#### EXTRACTED RECORDS

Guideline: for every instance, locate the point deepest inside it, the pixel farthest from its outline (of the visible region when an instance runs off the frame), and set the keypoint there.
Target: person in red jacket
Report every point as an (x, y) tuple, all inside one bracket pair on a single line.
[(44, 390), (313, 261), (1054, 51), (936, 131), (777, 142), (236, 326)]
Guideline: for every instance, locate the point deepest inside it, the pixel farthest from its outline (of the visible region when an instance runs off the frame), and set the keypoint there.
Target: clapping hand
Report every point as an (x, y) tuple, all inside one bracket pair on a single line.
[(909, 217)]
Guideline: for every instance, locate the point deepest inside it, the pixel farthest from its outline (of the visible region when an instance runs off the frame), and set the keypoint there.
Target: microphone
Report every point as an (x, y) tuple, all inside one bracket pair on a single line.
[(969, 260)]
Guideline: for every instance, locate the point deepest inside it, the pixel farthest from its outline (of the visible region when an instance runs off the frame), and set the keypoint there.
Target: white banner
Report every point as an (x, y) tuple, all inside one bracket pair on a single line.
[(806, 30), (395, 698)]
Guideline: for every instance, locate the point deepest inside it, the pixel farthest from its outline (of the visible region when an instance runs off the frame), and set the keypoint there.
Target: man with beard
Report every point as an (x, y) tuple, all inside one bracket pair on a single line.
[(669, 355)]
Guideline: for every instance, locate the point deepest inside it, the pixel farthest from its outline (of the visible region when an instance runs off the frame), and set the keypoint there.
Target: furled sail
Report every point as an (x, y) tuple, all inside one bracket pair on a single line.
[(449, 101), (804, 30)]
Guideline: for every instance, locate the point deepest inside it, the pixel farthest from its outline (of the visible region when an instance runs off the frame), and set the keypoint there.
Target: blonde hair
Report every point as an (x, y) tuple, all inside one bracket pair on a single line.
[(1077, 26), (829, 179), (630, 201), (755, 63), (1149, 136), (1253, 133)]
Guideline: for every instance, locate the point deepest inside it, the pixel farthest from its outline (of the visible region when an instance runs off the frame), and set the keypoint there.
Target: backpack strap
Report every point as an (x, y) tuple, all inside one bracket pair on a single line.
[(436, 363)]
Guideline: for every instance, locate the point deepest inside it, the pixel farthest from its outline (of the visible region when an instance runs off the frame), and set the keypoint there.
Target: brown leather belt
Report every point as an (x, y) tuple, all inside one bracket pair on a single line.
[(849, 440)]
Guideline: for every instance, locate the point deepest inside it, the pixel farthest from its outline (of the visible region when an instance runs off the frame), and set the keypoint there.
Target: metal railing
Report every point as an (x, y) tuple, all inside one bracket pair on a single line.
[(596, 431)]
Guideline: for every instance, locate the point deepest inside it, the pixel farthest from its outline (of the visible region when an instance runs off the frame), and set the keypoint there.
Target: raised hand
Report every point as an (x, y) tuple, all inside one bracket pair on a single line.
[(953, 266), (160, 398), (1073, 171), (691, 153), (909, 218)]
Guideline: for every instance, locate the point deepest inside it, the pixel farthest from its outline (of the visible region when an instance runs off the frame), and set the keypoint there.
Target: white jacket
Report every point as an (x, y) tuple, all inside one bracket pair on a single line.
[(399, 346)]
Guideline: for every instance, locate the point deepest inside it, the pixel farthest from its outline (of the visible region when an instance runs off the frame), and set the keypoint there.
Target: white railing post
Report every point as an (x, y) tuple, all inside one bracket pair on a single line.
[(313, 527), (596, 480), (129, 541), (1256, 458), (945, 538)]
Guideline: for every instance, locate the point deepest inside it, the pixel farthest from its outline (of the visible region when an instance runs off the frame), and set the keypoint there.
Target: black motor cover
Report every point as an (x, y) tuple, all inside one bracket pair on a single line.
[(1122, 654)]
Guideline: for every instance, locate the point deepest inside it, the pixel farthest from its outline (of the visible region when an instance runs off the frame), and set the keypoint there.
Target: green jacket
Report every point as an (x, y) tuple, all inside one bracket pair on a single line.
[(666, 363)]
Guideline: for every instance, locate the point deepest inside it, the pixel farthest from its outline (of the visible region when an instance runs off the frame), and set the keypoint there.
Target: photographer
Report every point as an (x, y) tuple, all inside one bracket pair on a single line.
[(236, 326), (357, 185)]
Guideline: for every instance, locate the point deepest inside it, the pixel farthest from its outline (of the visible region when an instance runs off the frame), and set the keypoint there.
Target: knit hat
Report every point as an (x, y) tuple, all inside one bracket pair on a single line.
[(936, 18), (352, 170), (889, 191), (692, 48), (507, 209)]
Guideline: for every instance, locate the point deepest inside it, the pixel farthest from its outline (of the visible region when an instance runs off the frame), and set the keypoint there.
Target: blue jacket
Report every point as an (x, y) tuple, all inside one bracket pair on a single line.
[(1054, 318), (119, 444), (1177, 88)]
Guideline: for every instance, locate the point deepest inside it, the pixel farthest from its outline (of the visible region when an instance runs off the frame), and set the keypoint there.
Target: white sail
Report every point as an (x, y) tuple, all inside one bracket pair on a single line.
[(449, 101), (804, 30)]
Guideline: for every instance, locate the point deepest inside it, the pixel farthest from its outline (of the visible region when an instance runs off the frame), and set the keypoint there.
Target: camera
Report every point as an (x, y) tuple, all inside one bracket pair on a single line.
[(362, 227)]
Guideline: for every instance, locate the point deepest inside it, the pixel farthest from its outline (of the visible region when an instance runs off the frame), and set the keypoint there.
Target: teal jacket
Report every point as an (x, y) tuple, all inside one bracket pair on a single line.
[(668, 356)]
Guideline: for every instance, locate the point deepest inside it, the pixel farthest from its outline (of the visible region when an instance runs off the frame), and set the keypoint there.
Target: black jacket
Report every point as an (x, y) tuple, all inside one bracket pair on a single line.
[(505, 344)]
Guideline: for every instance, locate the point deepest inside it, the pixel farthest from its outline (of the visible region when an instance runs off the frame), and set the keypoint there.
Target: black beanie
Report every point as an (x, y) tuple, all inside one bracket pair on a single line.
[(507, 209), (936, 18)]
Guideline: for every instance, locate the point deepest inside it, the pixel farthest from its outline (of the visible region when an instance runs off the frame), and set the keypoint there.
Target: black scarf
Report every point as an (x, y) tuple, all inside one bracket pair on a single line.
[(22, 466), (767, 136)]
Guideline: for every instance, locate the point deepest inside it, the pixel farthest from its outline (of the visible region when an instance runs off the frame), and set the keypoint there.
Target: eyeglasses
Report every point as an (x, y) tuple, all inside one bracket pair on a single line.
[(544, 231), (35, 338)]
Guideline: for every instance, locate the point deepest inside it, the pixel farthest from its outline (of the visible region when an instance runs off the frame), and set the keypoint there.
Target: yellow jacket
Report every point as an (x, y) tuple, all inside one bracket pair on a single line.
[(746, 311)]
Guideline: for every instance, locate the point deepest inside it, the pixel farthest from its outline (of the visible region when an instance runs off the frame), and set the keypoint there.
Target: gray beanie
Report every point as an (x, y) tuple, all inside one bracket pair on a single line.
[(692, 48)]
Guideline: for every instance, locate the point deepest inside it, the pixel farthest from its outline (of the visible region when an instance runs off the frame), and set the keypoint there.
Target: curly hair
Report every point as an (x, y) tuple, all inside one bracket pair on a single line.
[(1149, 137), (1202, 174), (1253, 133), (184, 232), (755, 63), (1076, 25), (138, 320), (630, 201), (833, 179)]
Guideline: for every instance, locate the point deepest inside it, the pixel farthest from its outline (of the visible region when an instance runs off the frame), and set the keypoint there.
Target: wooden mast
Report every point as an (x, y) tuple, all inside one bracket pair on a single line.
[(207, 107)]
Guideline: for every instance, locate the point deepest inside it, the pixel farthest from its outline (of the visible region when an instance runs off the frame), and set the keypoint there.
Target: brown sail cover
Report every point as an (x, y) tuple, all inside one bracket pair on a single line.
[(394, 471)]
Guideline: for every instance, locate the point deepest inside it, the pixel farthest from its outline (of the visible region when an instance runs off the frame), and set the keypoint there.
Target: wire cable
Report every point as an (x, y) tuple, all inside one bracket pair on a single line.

########

** STATED GOAL **
How many lines in the material above contain the string "sail", matching case exactly? Reply with the number alone.

** RESULT **
3